PROVIDED MATERIAL section start

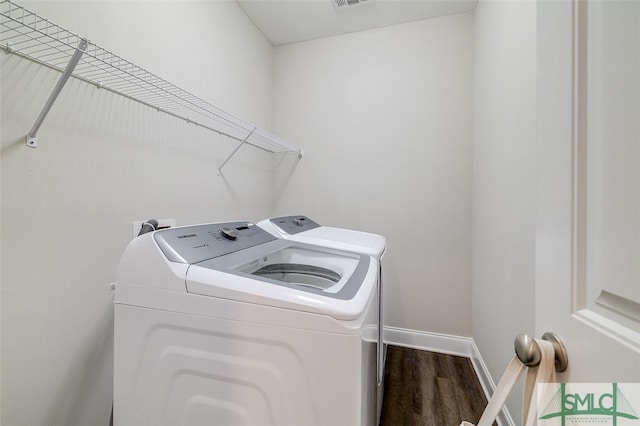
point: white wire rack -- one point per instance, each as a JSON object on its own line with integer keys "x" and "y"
{"x": 29, "y": 35}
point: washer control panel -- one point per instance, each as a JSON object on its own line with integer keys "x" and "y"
{"x": 294, "y": 224}
{"x": 192, "y": 244}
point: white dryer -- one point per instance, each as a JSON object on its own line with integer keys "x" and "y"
{"x": 302, "y": 229}
{"x": 226, "y": 324}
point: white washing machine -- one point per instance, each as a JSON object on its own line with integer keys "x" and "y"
{"x": 302, "y": 229}
{"x": 226, "y": 324}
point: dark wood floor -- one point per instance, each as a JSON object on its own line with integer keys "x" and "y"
{"x": 429, "y": 389}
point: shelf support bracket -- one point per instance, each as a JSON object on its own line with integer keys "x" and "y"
{"x": 235, "y": 150}
{"x": 32, "y": 141}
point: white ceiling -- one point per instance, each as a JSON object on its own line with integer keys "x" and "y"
{"x": 290, "y": 21}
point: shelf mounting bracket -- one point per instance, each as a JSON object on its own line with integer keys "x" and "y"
{"x": 31, "y": 140}
{"x": 235, "y": 150}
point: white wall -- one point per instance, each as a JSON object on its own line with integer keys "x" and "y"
{"x": 504, "y": 180}
{"x": 104, "y": 162}
{"x": 384, "y": 117}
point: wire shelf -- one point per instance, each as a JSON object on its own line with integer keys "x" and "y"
{"x": 27, "y": 34}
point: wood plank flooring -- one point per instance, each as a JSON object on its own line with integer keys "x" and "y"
{"x": 430, "y": 389}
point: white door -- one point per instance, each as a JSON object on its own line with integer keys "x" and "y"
{"x": 588, "y": 223}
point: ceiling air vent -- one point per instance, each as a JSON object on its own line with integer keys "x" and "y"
{"x": 344, "y": 3}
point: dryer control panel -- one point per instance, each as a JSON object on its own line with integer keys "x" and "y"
{"x": 294, "y": 224}
{"x": 192, "y": 244}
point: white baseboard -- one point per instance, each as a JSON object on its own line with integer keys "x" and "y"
{"x": 451, "y": 345}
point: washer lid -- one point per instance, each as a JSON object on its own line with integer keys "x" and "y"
{"x": 301, "y": 228}
{"x": 294, "y": 266}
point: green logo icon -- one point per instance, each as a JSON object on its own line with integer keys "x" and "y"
{"x": 593, "y": 404}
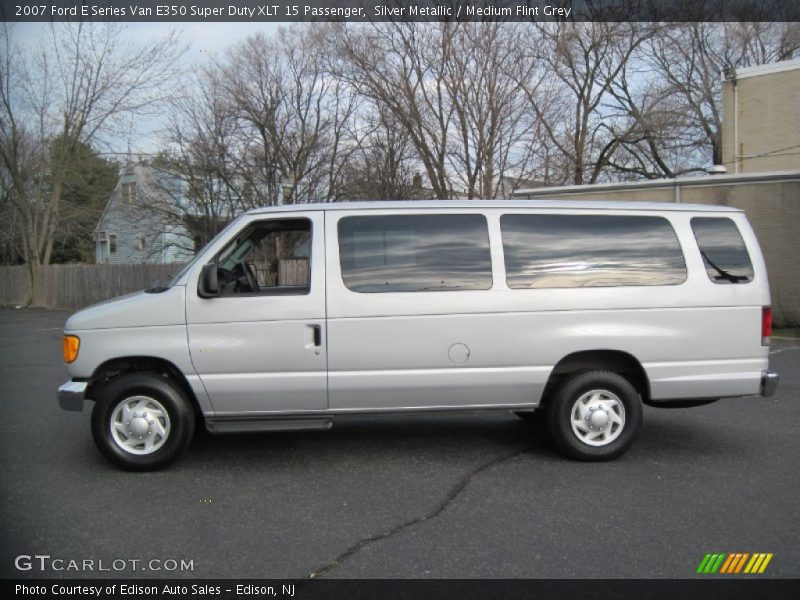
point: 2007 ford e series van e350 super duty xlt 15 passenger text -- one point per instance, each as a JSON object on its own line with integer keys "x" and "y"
{"x": 294, "y": 315}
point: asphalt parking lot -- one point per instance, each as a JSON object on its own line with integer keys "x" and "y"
{"x": 427, "y": 497}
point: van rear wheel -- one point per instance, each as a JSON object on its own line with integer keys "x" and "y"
{"x": 594, "y": 416}
{"x": 142, "y": 421}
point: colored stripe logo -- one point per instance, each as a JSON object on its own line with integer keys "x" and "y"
{"x": 735, "y": 562}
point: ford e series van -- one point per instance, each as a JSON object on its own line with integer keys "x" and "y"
{"x": 578, "y": 312}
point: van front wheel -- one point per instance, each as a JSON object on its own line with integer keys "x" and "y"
{"x": 142, "y": 421}
{"x": 594, "y": 416}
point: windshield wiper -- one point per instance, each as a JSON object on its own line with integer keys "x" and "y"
{"x": 723, "y": 274}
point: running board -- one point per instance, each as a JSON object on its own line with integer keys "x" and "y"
{"x": 256, "y": 424}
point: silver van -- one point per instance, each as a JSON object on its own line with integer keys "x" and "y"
{"x": 577, "y": 312}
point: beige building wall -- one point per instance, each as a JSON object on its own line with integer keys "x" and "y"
{"x": 761, "y": 119}
{"x": 772, "y": 204}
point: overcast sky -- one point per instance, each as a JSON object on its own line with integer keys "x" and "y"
{"x": 203, "y": 39}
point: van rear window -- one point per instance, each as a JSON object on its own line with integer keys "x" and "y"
{"x": 722, "y": 248}
{"x": 415, "y": 253}
{"x": 565, "y": 251}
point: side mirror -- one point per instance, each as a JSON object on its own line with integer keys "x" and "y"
{"x": 208, "y": 286}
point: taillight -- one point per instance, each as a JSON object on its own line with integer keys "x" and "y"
{"x": 71, "y": 346}
{"x": 766, "y": 325}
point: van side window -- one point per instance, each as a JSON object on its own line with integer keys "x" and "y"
{"x": 415, "y": 253}
{"x": 722, "y": 248}
{"x": 565, "y": 251}
{"x": 268, "y": 257}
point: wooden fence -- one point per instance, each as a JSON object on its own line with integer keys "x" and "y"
{"x": 75, "y": 286}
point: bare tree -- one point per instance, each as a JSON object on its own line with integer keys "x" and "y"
{"x": 383, "y": 167}
{"x": 72, "y": 87}
{"x": 583, "y": 61}
{"x": 689, "y": 58}
{"x": 293, "y": 116}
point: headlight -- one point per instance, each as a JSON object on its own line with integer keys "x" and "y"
{"x": 72, "y": 344}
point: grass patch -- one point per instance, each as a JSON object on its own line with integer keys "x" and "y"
{"x": 786, "y": 332}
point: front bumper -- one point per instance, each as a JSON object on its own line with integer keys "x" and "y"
{"x": 769, "y": 382}
{"x": 72, "y": 394}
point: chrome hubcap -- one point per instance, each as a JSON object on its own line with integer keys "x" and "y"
{"x": 140, "y": 425}
{"x": 598, "y": 417}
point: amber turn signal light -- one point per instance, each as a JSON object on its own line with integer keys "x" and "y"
{"x": 72, "y": 344}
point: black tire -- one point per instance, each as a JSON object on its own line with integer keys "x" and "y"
{"x": 564, "y": 401}
{"x": 531, "y": 416}
{"x": 178, "y": 424}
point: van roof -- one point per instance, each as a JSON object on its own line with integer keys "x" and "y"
{"x": 482, "y": 204}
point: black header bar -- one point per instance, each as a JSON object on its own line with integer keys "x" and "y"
{"x": 398, "y": 10}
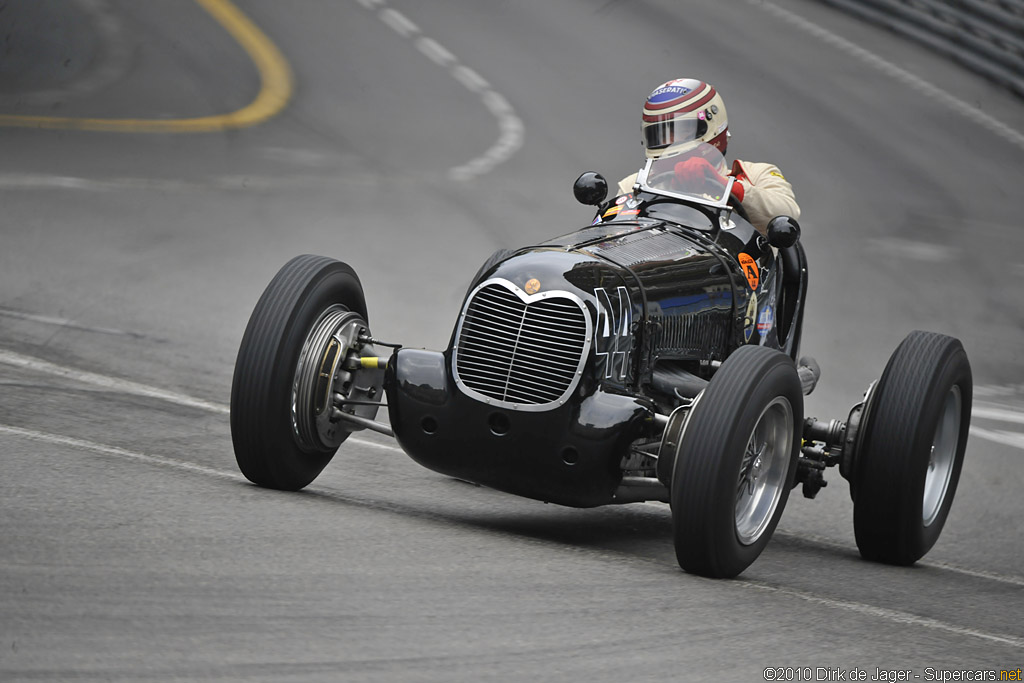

PROVIDED MATERIAL section end

Return the material exactly as given, apart from the pictures.

◆ WRITTEN RESPONSE ◆
point: white wire rack -- one point per instance, each as a JSON object on its own line with integer keys "x" and "y"
{"x": 29, "y": 35}
point: washer control panel -- one point per instance, each as a JSON object on its own line with integer keys "x" and "y"
{"x": 294, "y": 224}
{"x": 192, "y": 244}
point: white dryer -- one point per instance, each as a JSON object on its own line with integer keys "x" and "y"
{"x": 302, "y": 229}
{"x": 226, "y": 324}
point: white washing machine -- one point per instance, each as a JSON object on its own line with integer keys "x" and "y"
{"x": 302, "y": 229}
{"x": 226, "y": 324}
point: dark wood floor -- one point per instance, each as a JSON object on its own line with integer keys "x" and "y"
{"x": 429, "y": 389}
point: shelf support bracket -- one point per instance, each as a JSON object on its own line with integer keys "x" and "y"
{"x": 235, "y": 150}
{"x": 32, "y": 141}
point: white ceiling -- one point per instance, each as a JSON object on its own line with integer keys "x" and "y"
{"x": 290, "y": 21}
point: shelf mounting bracket -- one point per instance, each as a JSON object on its own line with integer keys "x" and "y"
{"x": 31, "y": 140}
{"x": 235, "y": 150}
point: white wall -- one point per instance, each as a JSON object on its own line with integer keys "x" and "y"
{"x": 504, "y": 180}
{"x": 104, "y": 162}
{"x": 384, "y": 117}
point: wire shelf -- one point per instance, each as a JSON object on its own line with integer keys "x" and "y"
{"x": 27, "y": 34}
point: wood plank flooring -- one point per instance, each as a JSON object on its own line with integer keys "x" and "y"
{"x": 430, "y": 389}
point: white door -- one point per instance, each as a JSON object on its own line with integer keys "x" and "y"
{"x": 588, "y": 223}
point: ceiling air vent -- one point per instance, each as a JSON object on its own line with integer keys "x" and "y"
{"x": 344, "y": 3}
point: dryer control panel -- one point per instance, each as a JSON object on its own line with integer keys "x" and "y"
{"x": 294, "y": 224}
{"x": 192, "y": 244}
point: white baseboard -- one point per instance, each as a JSON object on its own line with integer keys "x" and "y"
{"x": 451, "y": 345}
point: washer lid -- one point per instance, each as a JSON object on its own line with integer keys "x" and "y"
{"x": 301, "y": 228}
{"x": 294, "y": 266}
point: green logo icon -- one point per instance, each as a JSON object on its own line with integer keys "x" and "y"
{"x": 593, "y": 404}
point: 2007 ford e series van e350 super duty xlt 15 passenger text -- one point per instance, each as a JSON object on its own line with integer keys "x" and "y"
{"x": 294, "y": 315}
point: asphalt parking lot -- one point per instance, each as a JSON object on its own line with integer keys "x" and "y"
{"x": 427, "y": 497}
point: van rear wheel -- one point per instance, each as a JSON object on its own line with integer keys "x" and "y"
{"x": 594, "y": 416}
{"x": 142, "y": 421}
point: colored stripe logo -- one point per instance, each as a JSON object on its own line with integer keys "x" and "y"
{"x": 735, "y": 562}
point: ford e series van -- one point per instance, each as a JSON object on its own line with integer keys "x" and "y"
{"x": 578, "y": 312}
point: van front wheel -- one point per instance, each as a JSON object on its own line with integer keys "x" and "y"
{"x": 142, "y": 421}
{"x": 594, "y": 416}
point: windshield wiper -- one point per instance, each as a JSON object on its own line with integer keys "x" and "y"
{"x": 723, "y": 274}
point: running board -- one point per instance, each as a JSON object on its own line with integer keys "x" and "y"
{"x": 256, "y": 424}
point: silver van -- one point per instance, each as a JSON object on its own line with integer keys "x" and "y"
{"x": 577, "y": 312}
point: beige building wall -- one point per instance, each as a JSON object on its own line with integer keys "x" and "y"
{"x": 761, "y": 119}
{"x": 772, "y": 204}
point: overcast sky -- one point per instance, each as a JSON object on its own line with integer keys "x" and "y"
{"x": 203, "y": 39}
point: van rear window -- one point per instance, each as a JSON object on its own line with integer keys "x" and "y"
{"x": 722, "y": 248}
{"x": 415, "y": 253}
{"x": 565, "y": 251}
point: side mirror -- one point per instance, each as a JSON object on its own line with integer keys "x" and "y"
{"x": 208, "y": 286}
point: taillight -- one point per instance, each as a JSON object on its own line with integer keys "x" and "y"
{"x": 71, "y": 346}
{"x": 766, "y": 325}
point: van side window -- one point per instance, each as a JSON object on its own line with integer keys "x" and "y"
{"x": 415, "y": 253}
{"x": 722, "y": 248}
{"x": 565, "y": 251}
{"x": 268, "y": 257}
point: wooden fence -- one point per instance, each as a JSON object on its own line with integer keys "x" and "y"
{"x": 75, "y": 286}
point: bare tree -- one point per instance, each as a JSON object on its own line with integer keys "x" and "y"
{"x": 383, "y": 167}
{"x": 72, "y": 87}
{"x": 583, "y": 61}
{"x": 689, "y": 58}
{"x": 293, "y": 116}
point: headlight -- one point per instance, each as a JSON object on its own line with integer keys "x" and "y"
{"x": 72, "y": 344}
point: grass patch -- one point per instance, each as a JSON object on its own line with integer keys "x" and "y"
{"x": 786, "y": 332}
point: front bumper -- one point per instance, each as a JSON object on its own line with integer keys "x" and "y"
{"x": 769, "y": 382}
{"x": 72, "y": 394}
point: chrome hubcap -- one point per instance, each as a JSON object on its own line with integer keys "x" and "y"
{"x": 140, "y": 425}
{"x": 598, "y": 417}
point: amber turn signal light -- one point per instance, each as a JSON object on its own line with integer keys "x" and "y"
{"x": 72, "y": 344}
point: black tire -- one point per instance, each as a JSON object on its own line with integer keys "x" and "y"
{"x": 564, "y": 401}
{"x": 531, "y": 416}
{"x": 178, "y": 424}
point: van roof -- one point per instance, each as a JSON object on its own line with integer keys "x" and "y"
{"x": 482, "y": 204}
point: black header bar -- one point per instance, each as a JSON object on its own line with integer keys "x" and "y"
{"x": 398, "y": 10}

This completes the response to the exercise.